DOCUMENT EXTRACT –
====================

We also require the following two conditions on P: (S1) holds and

E γ_{A}^{2} (X) < \infty

. The first condition is satisfied for absolutely continuous P with the uniformly bounded and continuously differentiable Lebesgue density with the corresponding derivative approaching zero at infinity faster than

{| x |}^{- 3}

,

x \in R^{2}

. For example, distributions with densities on a finite support and normal distributions satisfy (S1). The last condition is satisfied if

{E | X |}^{4} < \infty

.

Given a random sample

(X_{1}, \dots, X_{n})

from a distribution P let us describe a step-by-step testing algorithm.

1. Obtain

θ_{n}, V_{n}

. In our example

θ_{n}

is the sample mean and

V_{n}

is the square root of the sample covariance for the sample

(X_{1}, \dots, X_{n})

.

2. Calculate residuals

Z_{j} = V_{n}^{- 1} (X_{j} - θ_{n}), j = 1, \dots, n

.

3. Find the test statistics, which can be simplified as follows

T_{n} (F) = n^{- 1 / 2} max_{1 \leq j \leq n} {(\sum_{k = 1}^{l} [{(\sum_{i = 1}^{j} cos (k φ_{i}))}^{2} + {(\sum_{i = 1}^{j} sin (k φ_{i}))}^{2}])}^{1 / 2},

where

φ_{i}

is the polar coordinate of

Z_{i}

.

4. Choose a number of bootstrap repetitions, say M. On practice we often take a large number, for instance

M = 10000

. Then the next four steps are repeated M times.

4.1. Generate a sample

(X_{1}^{s}, \dots, X_{n}^{s})

. In this example, first, generate a sample

(U_{1}, \dots, U_{n})

from a uniform distribution on the unit circle, independent of

(| Z_{1} |, \dots, | Z_{n} |)

. Secondly, resample with replacement from

(| Z_{1} |, \dots, | Z_{n} |)

to obtain

(R_{1}, \dots, R_{n})

. Thirdly,

X_{j}^{s} = θ_{n} + V_{n} R_{j} U_{j}, j = 1, \dots, n

.

4.2. Obtain

{\hat{θ}}_{n}, {\hat{V}}_{n}

. In our example

{\hat{θ}}_{n}

is the sample mean and

{\hat{V}}_{n}

is the square root of the sample covariance for the sample

(X_{1}^{s}, \dots, X_{n}^{s})

.

4.3. Calculate residuals

{\hat{Z}}_{j} = {\hat{V}}_{n}^{- 1} (X_{j}^{s} - {\hat{θ}}_{n}), j = 1, \dots, n

.

4.4. Find the bootstrapped test statistics, which can be simplified as follows

{\hat{T}}_{n} (F) = n^{- 1 / 2} max_{1 \leq j \leq n} {(\sum_{k = 1}^{l} [{(\sum_{i = 1}^{j} cos (k {\hat{φ}}_{i}))}^{2} + {(\sum_{i = 1}^{j} sin (k {\hat{φ}}_{i}))}^{2}])}^{1 / 2},

where

{\hat{φ}}_{i}

is the polar coordinate of

{\hat{Z}}_{i}

.

====================

SUPPLIED MATERIAL –
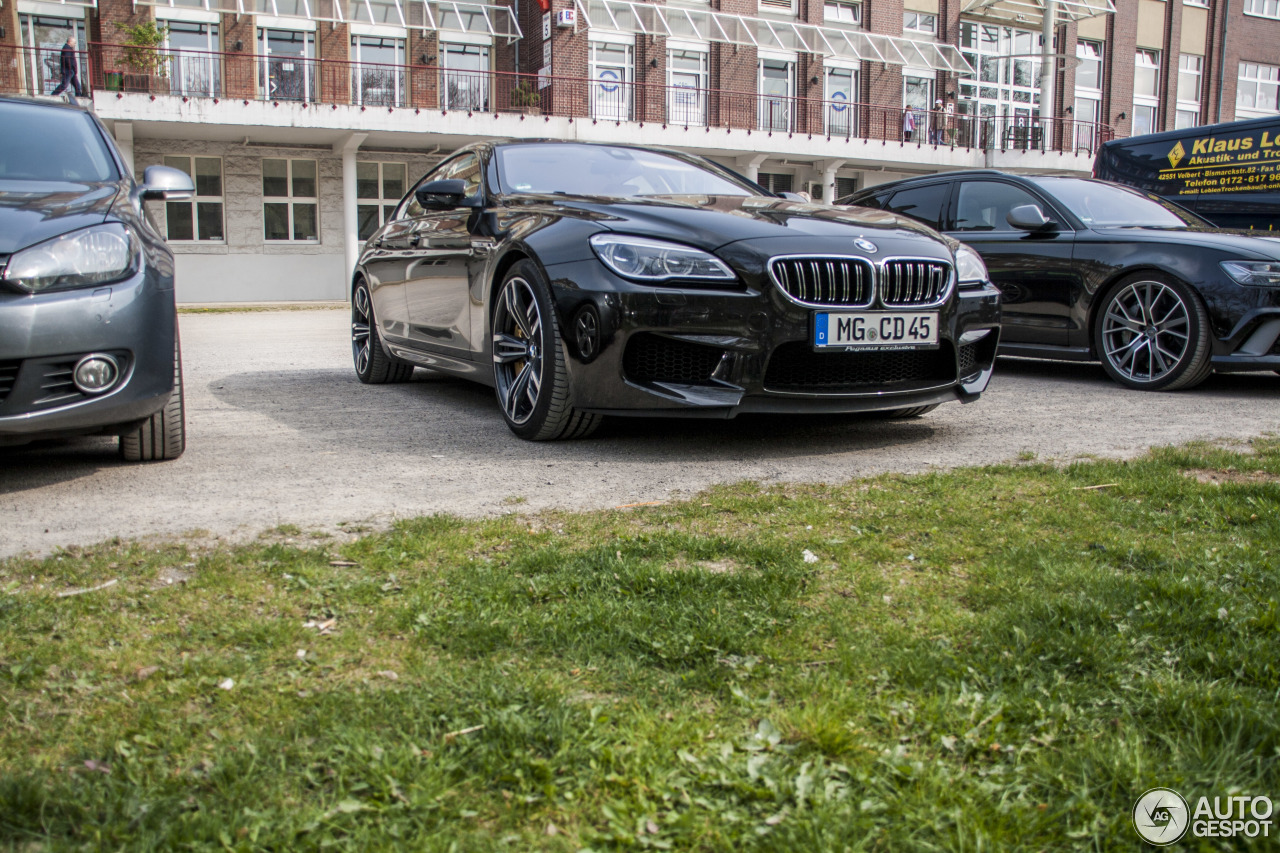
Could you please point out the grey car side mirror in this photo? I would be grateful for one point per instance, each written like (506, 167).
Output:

====================

WHAT YOU WILL DO – Rewrite the part of the bootstrap test description from "4. Choose a" up to and including "repeated M times.", using "bootstrap replications" in place of "bootstrap repetitions".

TASK OUTPUT –
4. Choose a number of bootstrap replications, say M. On practice we often take a large number, for instance

M = 10000

. Then the next four steps are repeated M times.